▶ Given instruction: Reproduce every line of the records below word for word, leaving out the pictures.

——————————

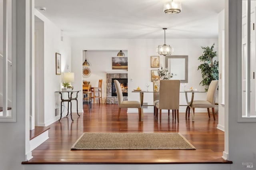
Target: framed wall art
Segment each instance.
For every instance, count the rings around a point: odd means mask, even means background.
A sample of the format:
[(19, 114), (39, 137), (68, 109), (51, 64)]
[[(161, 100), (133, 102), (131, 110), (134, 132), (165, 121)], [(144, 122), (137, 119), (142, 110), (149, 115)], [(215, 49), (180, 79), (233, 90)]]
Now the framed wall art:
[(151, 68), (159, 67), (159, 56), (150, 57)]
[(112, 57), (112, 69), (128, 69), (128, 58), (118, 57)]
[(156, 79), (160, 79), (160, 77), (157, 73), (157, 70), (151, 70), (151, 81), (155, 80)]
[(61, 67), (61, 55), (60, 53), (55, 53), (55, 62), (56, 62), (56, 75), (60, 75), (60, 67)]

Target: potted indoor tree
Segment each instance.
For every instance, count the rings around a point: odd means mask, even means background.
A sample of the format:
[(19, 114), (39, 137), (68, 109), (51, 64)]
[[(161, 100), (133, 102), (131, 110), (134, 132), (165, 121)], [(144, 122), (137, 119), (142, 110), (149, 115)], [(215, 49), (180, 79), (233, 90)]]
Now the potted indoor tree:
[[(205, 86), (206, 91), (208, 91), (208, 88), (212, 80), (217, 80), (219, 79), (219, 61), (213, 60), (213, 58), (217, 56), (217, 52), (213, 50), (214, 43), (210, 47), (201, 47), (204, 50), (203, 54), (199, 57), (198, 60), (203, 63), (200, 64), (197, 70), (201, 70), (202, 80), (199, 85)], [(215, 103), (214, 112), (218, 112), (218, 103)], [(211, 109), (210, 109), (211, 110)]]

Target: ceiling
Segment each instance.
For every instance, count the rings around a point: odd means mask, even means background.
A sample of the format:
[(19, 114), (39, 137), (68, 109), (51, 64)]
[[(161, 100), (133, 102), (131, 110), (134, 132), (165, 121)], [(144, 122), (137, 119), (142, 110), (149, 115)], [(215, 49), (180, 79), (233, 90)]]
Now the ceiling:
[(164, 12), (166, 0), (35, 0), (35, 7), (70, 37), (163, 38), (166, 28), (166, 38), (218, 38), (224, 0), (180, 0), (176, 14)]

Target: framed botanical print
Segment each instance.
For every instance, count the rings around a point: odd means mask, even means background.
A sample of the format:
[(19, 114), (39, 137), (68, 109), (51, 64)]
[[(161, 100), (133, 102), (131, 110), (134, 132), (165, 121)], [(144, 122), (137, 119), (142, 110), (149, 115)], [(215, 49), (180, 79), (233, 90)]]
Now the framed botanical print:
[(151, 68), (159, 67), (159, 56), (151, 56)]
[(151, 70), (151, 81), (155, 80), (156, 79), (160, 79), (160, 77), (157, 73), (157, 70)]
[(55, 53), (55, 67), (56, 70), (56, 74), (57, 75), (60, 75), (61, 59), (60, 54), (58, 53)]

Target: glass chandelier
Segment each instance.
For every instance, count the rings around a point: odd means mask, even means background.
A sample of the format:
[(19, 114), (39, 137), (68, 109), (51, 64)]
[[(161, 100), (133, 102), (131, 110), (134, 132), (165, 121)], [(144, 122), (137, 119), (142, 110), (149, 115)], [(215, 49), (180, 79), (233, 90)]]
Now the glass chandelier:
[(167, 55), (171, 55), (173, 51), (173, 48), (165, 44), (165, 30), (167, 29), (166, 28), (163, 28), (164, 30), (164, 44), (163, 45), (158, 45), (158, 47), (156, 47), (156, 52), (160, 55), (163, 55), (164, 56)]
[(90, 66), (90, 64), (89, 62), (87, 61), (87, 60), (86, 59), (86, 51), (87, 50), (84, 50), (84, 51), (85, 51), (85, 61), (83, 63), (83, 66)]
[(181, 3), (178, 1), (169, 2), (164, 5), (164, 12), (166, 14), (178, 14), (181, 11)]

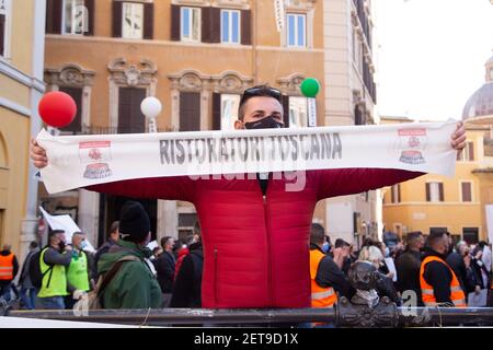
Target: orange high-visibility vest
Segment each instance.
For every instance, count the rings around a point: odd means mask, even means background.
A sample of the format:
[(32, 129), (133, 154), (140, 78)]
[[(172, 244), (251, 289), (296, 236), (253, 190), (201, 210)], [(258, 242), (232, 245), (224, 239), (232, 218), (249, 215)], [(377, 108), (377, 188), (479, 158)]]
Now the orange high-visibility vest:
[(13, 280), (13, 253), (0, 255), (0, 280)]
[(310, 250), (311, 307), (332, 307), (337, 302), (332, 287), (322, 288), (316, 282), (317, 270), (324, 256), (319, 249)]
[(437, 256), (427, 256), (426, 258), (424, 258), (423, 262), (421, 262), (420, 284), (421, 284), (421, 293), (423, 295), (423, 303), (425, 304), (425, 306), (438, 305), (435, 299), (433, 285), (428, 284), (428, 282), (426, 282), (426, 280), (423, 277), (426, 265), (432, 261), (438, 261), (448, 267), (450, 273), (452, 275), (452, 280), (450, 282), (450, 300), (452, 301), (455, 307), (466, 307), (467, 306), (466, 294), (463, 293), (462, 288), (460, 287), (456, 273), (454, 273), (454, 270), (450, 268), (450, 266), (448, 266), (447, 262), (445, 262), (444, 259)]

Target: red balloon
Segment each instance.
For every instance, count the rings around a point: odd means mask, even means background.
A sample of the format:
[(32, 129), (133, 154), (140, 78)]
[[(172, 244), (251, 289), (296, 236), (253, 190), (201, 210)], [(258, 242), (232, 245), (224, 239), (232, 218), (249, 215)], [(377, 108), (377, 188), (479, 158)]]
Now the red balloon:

——————————

▶ Final result:
Target: framed wall art
Segment each instance.
For every instance, count the rings around a point: odd means mask, even means background.
A sample of the format:
[(19, 114), (39, 137), (68, 109), (51, 64)]
[[(161, 100), (133, 102), (131, 110), (134, 132), (165, 121)], [(144, 122), (137, 119), (142, 110), (149, 115)], [(215, 49), (180, 79), (233, 90)]]
Now the framed wall art:
[(151, 68), (159, 67), (159, 56), (150, 57)]
[(112, 57), (112, 69), (128, 69), (128, 58), (118, 57)]
[(156, 79), (160, 79), (160, 77), (157, 73), (157, 70), (151, 70), (151, 81), (155, 80)]
[(61, 67), (61, 55), (60, 53), (55, 53), (55, 62), (56, 62), (56, 75), (60, 75), (60, 67)]

Target: potted indoor tree
Segment each instance.
For every instance, count the rings around a point: odd means mask, even means background.
A sample of the format:
[(19, 114), (39, 137), (68, 109), (51, 64)]
[[(161, 100), (133, 102), (131, 110), (134, 132), (165, 121)], [(144, 122), (137, 119), (142, 110), (149, 115)], [(215, 49), (180, 79), (233, 90)]]
Now the potted indoor tree:
[[(205, 86), (206, 91), (208, 91), (208, 88), (212, 80), (217, 80), (219, 79), (219, 61), (213, 60), (213, 58), (217, 56), (217, 52), (213, 50), (214, 43), (210, 47), (201, 47), (204, 50), (203, 54), (199, 57), (198, 60), (203, 63), (200, 64), (197, 70), (201, 70), (202, 80), (199, 85)], [(215, 103), (214, 112), (218, 112), (218, 103)], [(211, 109), (210, 109), (211, 110)]]

Target: ceiling
Segment each instance.
For every instance, count the rings around a point: odd means mask, even means background.
A sample of the format:
[(19, 114), (39, 137), (68, 109), (51, 64)]
[[(161, 100), (133, 102), (131, 110), (134, 132), (165, 121)], [(144, 122), (137, 119), (142, 110), (149, 115)], [(215, 49), (180, 79), (233, 90)]]
Now the ceiling:
[(164, 12), (166, 0), (35, 0), (35, 7), (70, 37), (163, 38), (166, 28), (166, 38), (218, 38), (224, 0), (180, 0), (176, 14)]

Target: framed botanical print
Segment each instance.
For every instance, count the rings around a point: odd means mask, even means background.
A sample of the format:
[(19, 114), (39, 137), (68, 109), (51, 64)]
[[(161, 100), (133, 102), (131, 110), (134, 132), (165, 121)], [(144, 122), (137, 119), (142, 110), (149, 115)], [(215, 49), (180, 79), (233, 90)]]
Now the framed botanical print:
[(151, 68), (159, 67), (159, 56), (151, 56)]
[(151, 70), (151, 81), (155, 80), (156, 79), (160, 79), (160, 77), (157, 73), (157, 70)]
[(55, 53), (55, 67), (56, 70), (56, 74), (57, 75), (60, 75), (61, 59), (60, 54), (58, 53)]

Target: glass chandelier
Segment each instance.
For every instance, count the rings around a point: odd means mask, even means background.
A sample of the format:
[(19, 114), (39, 137), (68, 109), (51, 64)]
[[(161, 100), (133, 102), (131, 110), (134, 132), (165, 121)], [(144, 122), (137, 119), (142, 110), (149, 115)], [(215, 49), (180, 79), (233, 90)]]
Now the glass chandelier:
[(167, 55), (171, 55), (173, 51), (173, 48), (165, 44), (165, 30), (167, 29), (166, 28), (163, 28), (164, 30), (164, 44), (163, 45), (158, 45), (158, 47), (156, 47), (156, 52), (160, 55), (163, 55), (164, 56)]
[(90, 66), (90, 64), (89, 62), (87, 61), (87, 60), (86, 59), (86, 51), (87, 50), (84, 50), (84, 51), (85, 51), (85, 61), (83, 63), (83, 66)]
[(181, 3), (178, 1), (169, 2), (164, 5), (164, 12), (166, 14), (178, 14), (181, 11)]

Target: orange high-visibility vest
Segment each instance.
For every instance, count the rings around a point: odd means mask, even means background.
A sample of the format:
[(32, 129), (133, 154), (140, 78)]
[[(172, 244), (251, 289), (296, 236), (253, 190), (201, 210)], [(258, 242), (232, 245), (224, 239), (232, 218), (249, 215)], [(377, 108), (377, 188), (479, 158)]]
Now the orange high-visibility vest:
[(13, 280), (13, 253), (0, 255), (0, 280)]
[(310, 250), (311, 307), (332, 307), (337, 302), (332, 287), (322, 288), (316, 282), (317, 270), (324, 256), (319, 249)]
[(437, 256), (427, 256), (426, 258), (424, 258), (423, 262), (421, 262), (420, 284), (421, 284), (421, 293), (423, 295), (423, 303), (425, 304), (425, 306), (438, 305), (435, 299), (433, 285), (428, 284), (428, 282), (426, 282), (426, 280), (423, 277), (426, 265), (432, 261), (438, 261), (448, 267), (450, 273), (452, 275), (452, 280), (450, 282), (450, 300), (452, 301), (455, 307), (466, 307), (467, 306), (466, 294), (463, 293), (462, 288), (460, 287), (456, 273), (454, 273), (454, 270), (450, 268), (450, 266), (448, 266), (447, 262), (445, 262), (444, 259)]

Target: red balloon
Segment each instance.
For every instance, count the rings around a point: odd means mask, even means background.
A sample of the format:
[(32, 129), (133, 154), (140, 78)]
[[(172, 244), (251, 289), (296, 236), (253, 190), (201, 210)], [(258, 242), (232, 245), (224, 239), (232, 218), (249, 215)], [(377, 108), (377, 188), (479, 158)]]
Now the red balloon:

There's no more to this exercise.